# Exercise details
Rewrite the data below, changing every "sculpture" to "statue" and keeping everything else the same. Leave the pictures out of your version.

** BEGIN Records shown **

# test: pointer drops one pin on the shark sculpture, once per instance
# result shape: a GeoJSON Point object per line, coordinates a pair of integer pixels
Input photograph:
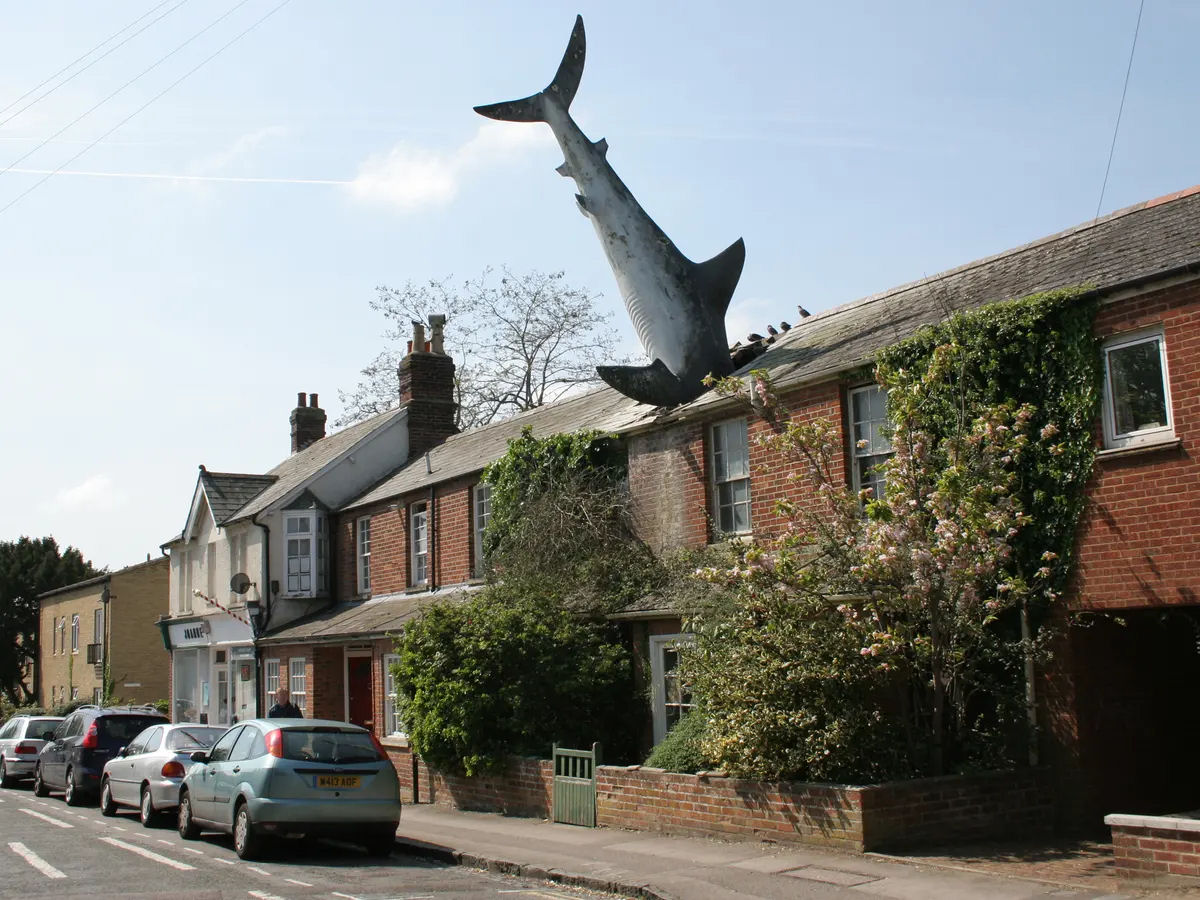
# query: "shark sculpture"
{"type": "Point", "coordinates": [677, 306]}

** END Records shown **

# Full output
# test: pointer drops one pin on the shark statue, once per instance
# result shape: a GeoJSON Point object per line, coordinates a pair of integer pixels
Input photograph:
# query: "shark statue"
{"type": "Point", "coordinates": [677, 306]}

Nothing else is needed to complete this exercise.